* What you need to do:
Leave out the pictures and repeat everything else in the records exactly.
────────
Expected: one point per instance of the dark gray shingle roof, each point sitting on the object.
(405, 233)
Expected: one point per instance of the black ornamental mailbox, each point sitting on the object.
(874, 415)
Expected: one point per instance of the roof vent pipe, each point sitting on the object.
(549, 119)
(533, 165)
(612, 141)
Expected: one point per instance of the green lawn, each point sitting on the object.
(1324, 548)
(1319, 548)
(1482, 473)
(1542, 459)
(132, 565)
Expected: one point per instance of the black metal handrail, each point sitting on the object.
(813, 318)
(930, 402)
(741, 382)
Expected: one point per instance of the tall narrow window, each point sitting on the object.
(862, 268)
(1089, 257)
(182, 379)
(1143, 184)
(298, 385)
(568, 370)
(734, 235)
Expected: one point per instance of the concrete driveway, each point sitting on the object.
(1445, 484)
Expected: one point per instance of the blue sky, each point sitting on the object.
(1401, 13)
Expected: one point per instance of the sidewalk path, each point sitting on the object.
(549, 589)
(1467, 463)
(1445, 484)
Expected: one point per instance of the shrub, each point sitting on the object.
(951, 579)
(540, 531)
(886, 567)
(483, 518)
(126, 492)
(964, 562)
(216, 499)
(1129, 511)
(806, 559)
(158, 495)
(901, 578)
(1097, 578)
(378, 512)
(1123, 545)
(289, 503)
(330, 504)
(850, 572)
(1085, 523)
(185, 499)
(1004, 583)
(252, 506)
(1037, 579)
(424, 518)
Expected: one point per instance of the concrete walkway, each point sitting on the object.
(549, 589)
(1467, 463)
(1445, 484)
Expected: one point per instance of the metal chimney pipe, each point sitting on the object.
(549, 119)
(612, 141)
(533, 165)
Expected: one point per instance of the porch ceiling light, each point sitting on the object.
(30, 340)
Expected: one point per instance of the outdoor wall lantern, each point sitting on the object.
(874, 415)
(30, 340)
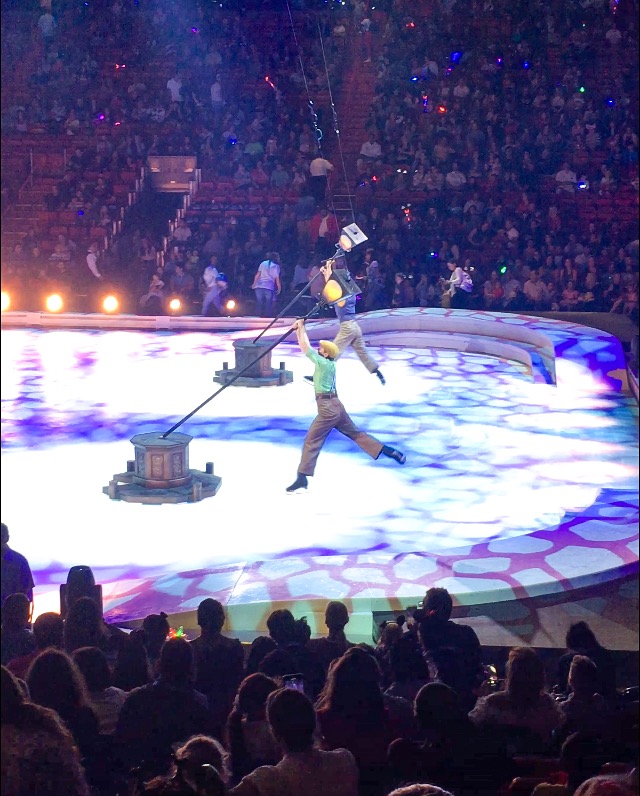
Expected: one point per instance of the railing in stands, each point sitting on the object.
(27, 182)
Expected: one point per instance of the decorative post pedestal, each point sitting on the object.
(260, 374)
(160, 473)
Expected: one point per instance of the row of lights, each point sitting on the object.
(110, 304)
(54, 302)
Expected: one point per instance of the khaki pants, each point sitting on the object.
(332, 414)
(350, 334)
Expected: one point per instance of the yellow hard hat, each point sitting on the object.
(330, 348)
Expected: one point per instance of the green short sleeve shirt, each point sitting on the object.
(324, 376)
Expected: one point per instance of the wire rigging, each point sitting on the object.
(336, 128)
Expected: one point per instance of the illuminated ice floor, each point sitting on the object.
(511, 488)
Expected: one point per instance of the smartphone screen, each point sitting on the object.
(295, 681)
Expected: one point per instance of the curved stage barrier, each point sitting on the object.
(521, 481)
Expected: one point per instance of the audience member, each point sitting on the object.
(581, 640)
(55, 682)
(248, 733)
(523, 711)
(16, 575)
(105, 699)
(452, 648)
(335, 643)
(219, 663)
(47, 632)
(304, 768)
(159, 714)
(132, 668)
(38, 752)
(17, 638)
(199, 767)
(453, 754)
(352, 715)
(155, 631)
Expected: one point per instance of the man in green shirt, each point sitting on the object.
(331, 412)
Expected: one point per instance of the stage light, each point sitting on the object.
(110, 304)
(350, 237)
(54, 302)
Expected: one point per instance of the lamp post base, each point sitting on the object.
(160, 473)
(259, 372)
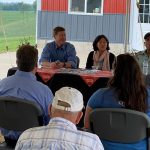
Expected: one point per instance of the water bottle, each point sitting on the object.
(145, 67)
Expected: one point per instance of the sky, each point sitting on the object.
(25, 1)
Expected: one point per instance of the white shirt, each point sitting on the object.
(60, 134)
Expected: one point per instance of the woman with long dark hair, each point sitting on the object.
(100, 57)
(125, 90)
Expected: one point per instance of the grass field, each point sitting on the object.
(19, 27)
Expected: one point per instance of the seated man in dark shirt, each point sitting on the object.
(59, 53)
(24, 85)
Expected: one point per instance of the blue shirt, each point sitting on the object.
(65, 53)
(59, 134)
(24, 85)
(107, 98)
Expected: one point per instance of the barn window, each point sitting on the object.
(144, 11)
(86, 7)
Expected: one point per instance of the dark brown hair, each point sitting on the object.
(27, 57)
(57, 29)
(129, 83)
(97, 39)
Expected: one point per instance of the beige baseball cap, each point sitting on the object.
(68, 99)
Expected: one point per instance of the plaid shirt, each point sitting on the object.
(60, 134)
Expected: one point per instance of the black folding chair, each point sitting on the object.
(120, 125)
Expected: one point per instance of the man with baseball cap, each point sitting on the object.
(61, 132)
(144, 55)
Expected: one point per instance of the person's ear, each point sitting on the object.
(79, 116)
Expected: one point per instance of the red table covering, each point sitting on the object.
(89, 76)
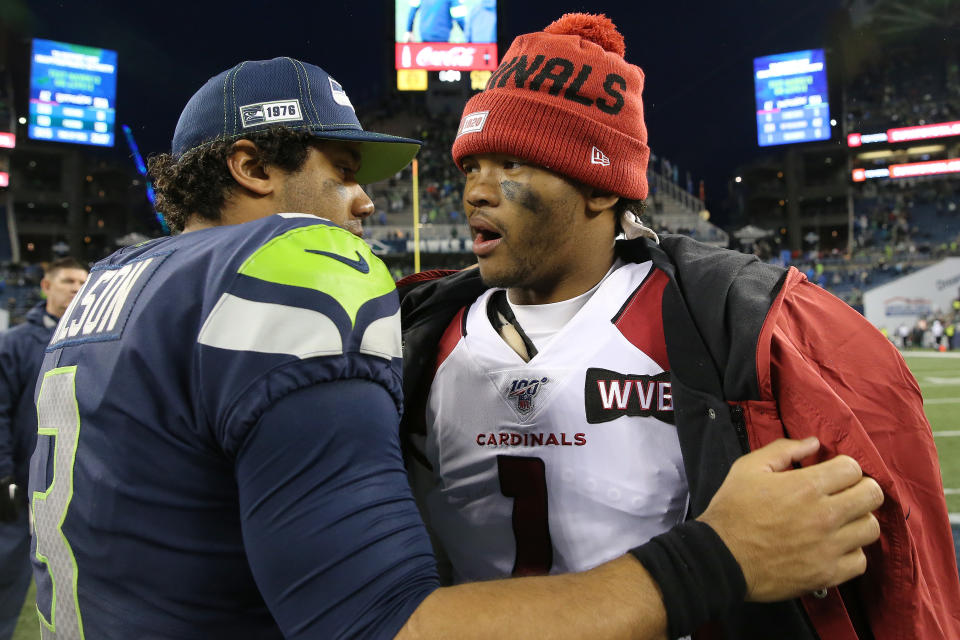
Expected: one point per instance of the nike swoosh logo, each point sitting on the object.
(359, 264)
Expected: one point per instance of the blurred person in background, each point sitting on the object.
(219, 451)
(21, 354)
(575, 396)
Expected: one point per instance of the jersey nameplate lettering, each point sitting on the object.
(101, 308)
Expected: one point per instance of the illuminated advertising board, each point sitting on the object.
(907, 134)
(791, 97)
(438, 35)
(909, 170)
(73, 93)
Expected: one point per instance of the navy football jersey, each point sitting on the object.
(185, 484)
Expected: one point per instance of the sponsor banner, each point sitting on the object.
(438, 56)
(924, 132)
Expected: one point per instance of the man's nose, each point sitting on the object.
(362, 204)
(482, 190)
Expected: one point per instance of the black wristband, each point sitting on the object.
(698, 576)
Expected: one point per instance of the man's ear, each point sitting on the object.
(599, 201)
(246, 168)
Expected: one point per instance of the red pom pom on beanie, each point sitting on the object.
(598, 29)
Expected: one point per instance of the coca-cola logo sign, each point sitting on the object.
(438, 56)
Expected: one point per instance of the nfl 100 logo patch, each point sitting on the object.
(524, 391)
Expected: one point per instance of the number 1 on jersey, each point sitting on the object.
(525, 480)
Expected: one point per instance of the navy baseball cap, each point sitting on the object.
(260, 94)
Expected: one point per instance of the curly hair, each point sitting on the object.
(639, 207)
(199, 182)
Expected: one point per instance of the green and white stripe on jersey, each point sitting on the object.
(320, 257)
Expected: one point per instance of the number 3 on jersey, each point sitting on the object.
(524, 479)
(58, 416)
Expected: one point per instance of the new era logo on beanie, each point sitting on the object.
(260, 94)
(565, 99)
(599, 157)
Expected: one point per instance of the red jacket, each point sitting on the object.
(824, 371)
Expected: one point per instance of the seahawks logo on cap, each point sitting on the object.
(252, 115)
(339, 95)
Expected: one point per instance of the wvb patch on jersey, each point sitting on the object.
(609, 395)
(101, 308)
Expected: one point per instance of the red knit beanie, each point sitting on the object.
(565, 99)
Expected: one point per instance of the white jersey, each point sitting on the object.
(566, 461)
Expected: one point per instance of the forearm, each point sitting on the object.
(615, 600)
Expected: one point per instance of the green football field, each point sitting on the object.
(939, 378)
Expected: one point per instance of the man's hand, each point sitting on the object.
(8, 499)
(798, 530)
────────
* Solved problem:
Expected: one point per instance of the dark gray shingle roof, each point sitting on the object.
(405, 233)
Expected: one point per instance of the black ornamental mailbox, each point sitting on the object.
(874, 415)
Expected: one point per instance of the roof vent pipe, each point sitting on the object.
(549, 119)
(533, 165)
(612, 141)
Expected: one point per instance of the green lawn, each point sitting on the object.
(1324, 548)
(1319, 548)
(1482, 473)
(1542, 459)
(132, 565)
Expected: one point per instance of the black metal handrail, each point sitting on the object.
(813, 318)
(930, 402)
(741, 382)
Expected: one point per instance of the tall narrow window, each point sitting on the object.
(862, 268)
(1089, 257)
(182, 379)
(1143, 184)
(298, 385)
(568, 370)
(734, 235)
Expected: one point per instance of the concrete driveway, each point sitting on the object.
(1445, 484)
Expected: one point per instance of the blue sky, each point sitting on the object.
(1401, 13)
Expected: one point per instance of the sidewalk path, each point sitting on the object.
(549, 589)
(1467, 463)
(1445, 484)
Expected: one point per instance of the shrub, each point sitting on the object.
(951, 579)
(540, 531)
(886, 567)
(483, 518)
(126, 492)
(964, 562)
(216, 499)
(1129, 511)
(806, 559)
(158, 495)
(901, 578)
(1097, 578)
(378, 512)
(1123, 545)
(289, 503)
(330, 504)
(850, 572)
(1085, 523)
(185, 499)
(1004, 583)
(252, 506)
(1037, 579)
(424, 518)
Expected: one point per instance of the concrete walkway, each point sitting on the object.
(549, 589)
(1467, 463)
(1445, 484)
Expected: one point per instance of the metal chimney pipe, each point sitting on the object.
(549, 119)
(612, 141)
(533, 165)
Expected: one point per instance of the porch ceiling light, each point sitting on the object.
(30, 340)
Expected: one point per instance of the outdoor wall lantern, each point sitting on the object.
(874, 415)
(30, 340)
Expected: one point per instance of the railing in stands, each point sitting on the object.
(27, 182)
Expected: one point per instance of the decorative post pedestal, each point sitting on the object.
(260, 374)
(160, 473)
Expected: one point per instance of the row of lights, each point sitting on the object.
(110, 304)
(54, 302)
Expected: one point per instance of the khaki pants, each point sitting on the object.
(332, 414)
(350, 334)
Expected: one point per instance of the yellow hard hat, each point sitting on the object.
(330, 348)
Expected: one point per instance of the green short sleeve shirt, each point sitting on the object.
(324, 376)
Expected: one point per instance of the wire rigging, each point sitting on the object.
(336, 128)
Expected: one point per instance of the illuminated ice floor, each point sitting on the object.
(511, 488)
Expected: one point per instance of the smartphone screen, each point sitting on the object.
(295, 681)
Expected: one point per instance of the curved stage barrier, each point sitting on the object.
(521, 481)
Expected: one point per instance of the audience member, each point sitting on the object.
(581, 640)
(55, 682)
(248, 733)
(523, 711)
(16, 575)
(105, 699)
(452, 648)
(335, 643)
(219, 663)
(47, 632)
(304, 768)
(159, 714)
(132, 668)
(38, 752)
(17, 638)
(199, 767)
(453, 754)
(352, 715)
(155, 631)
Expected: one point per instance of the man in green shirt, each point sitting on the object.
(331, 412)
Expected: one point per instance of the stage light, each point sitting on the object.
(110, 304)
(350, 237)
(54, 302)
Expected: one point per instance of the lamp post base, each point sitting on the object.
(160, 473)
(259, 372)
Expected: one point per instance of the water bottle, each point sitting on the object.
(145, 67)
Expected: one point per instance of the sky, each point sitting on the object.
(25, 1)
Expected: one point per instance of the white shirt, each point sitting on the object.
(60, 134)
Expected: one point per instance of the woman with long dark hair, each point sitting on the object.
(100, 57)
(125, 90)
Expected: one point per instance of the grass field, each point sitting on the object.
(19, 27)
Expected: one point per instance of the seated man in dark shirt, each point sitting on the object.
(59, 53)
(24, 85)
Expected: one point per instance of the blue shirt, each point sitting on the object.
(65, 53)
(59, 134)
(24, 85)
(107, 98)
Expected: one point per instance of the barn window, each point sitting on the object.
(144, 11)
(86, 7)
Expected: one point per instance of the dark brown hair, each point sitting on the object.
(27, 57)
(57, 29)
(129, 83)
(97, 39)
Expected: one point per instance of the beige baseball cap, each point sitting on the object.
(68, 99)
Expected: one point per instance of the plaid shirt, each point sitting on the object.
(60, 134)
Expected: one point per instance of the black folding chair, each point sitting on the object.
(120, 125)
Expected: one point per instance of the man with baseball cap, each point sitting on the object.
(61, 132)
(144, 55)
Expected: one point per instance of the person's ear, each point sitting on the object.
(79, 116)
Expected: one point per instance of the red table covering, each point sitting on the object.
(89, 76)
Expected: one point per instance of the nike swoosh logo, each point sitting on the object.
(359, 264)
Expected: one point per instance of the blurred person in background, each point sitting on the object.
(219, 451)
(21, 354)
(575, 396)
Expected: one point per instance of the jersey nameplate lettering, each point sitting on the object.
(101, 308)
Expected: one point per instance of the illuminated advertising board, each point sitting on the object.
(907, 134)
(791, 97)
(438, 35)
(909, 170)
(73, 93)
Expected: one point per instance of the navy football jersey, each point sitting on the object.
(185, 484)
Expected: one point per instance of the sponsor banner, each point sitting on the object.
(438, 56)
(924, 132)
Expected: one point per instance of the man's nose, each point sitting on the object.
(362, 204)
(482, 190)
Expected: one point per instance of the black wristband, each point sitting on the object.
(698, 576)
Expected: one point per instance of the man's ear, each point sitting on the object.
(599, 201)
(246, 168)
Expected: one point per instance of the red pom pom on beanie, each point sitting on the object.
(598, 29)
Expected: one point per instance of the coca-cola logo sign, each point sitting on the object.
(438, 56)
Expected: one point per instance of the nfl 100 logo patch, each point sitting on the object.
(524, 391)
Expected: one point per instance of the number 1 on jersey, each point sitting on the object.
(525, 480)
Expected: one point per instance of the navy baseball cap, each point sitting on the object.
(260, 94)
Expected: one point per instance of the curly hair, each point sitting on the object.
(639, 207)
(199, 182)
Expected: one point per instance of the green and white stripe on jersey, each point sitting on the object.
(320, 257)
Expected: one point per instance of the number 3 on jersey, each point sitting on the object.
(524, 479)
(58, 416)
Expected: one point per instance of the new era logo on beanie, each point sitting on the object.
(260, 94)
(565, 99)
(599, 157)
Expected: one point per instance of the red jacket, each point sitting on the object.
(824, 371)
Expected: one point per instance of the seahawks logo on cap, each point sitting on the object.
(252, 115)
(339, 95)
Expected: one point per instance of the wvb patch on jersey, each point sitting on the object.
(609, 395)
(101, 308)
Expected: one point per instance of the red knit beanie, each point sitting on the object.
(565, 99)
Expected: one point per instance of the white jersey, each point sitting on the object.
(566, 461)
Expected: one point per instance of the forearm, each point sitting on the object.
(615, 600)
Expected: one point per instance of the green football field, each point sitting on the object.
(939, 378)
Expected: one point per instance of the man's hand, each point sitting on the object.
(8, 499)
(798, 530)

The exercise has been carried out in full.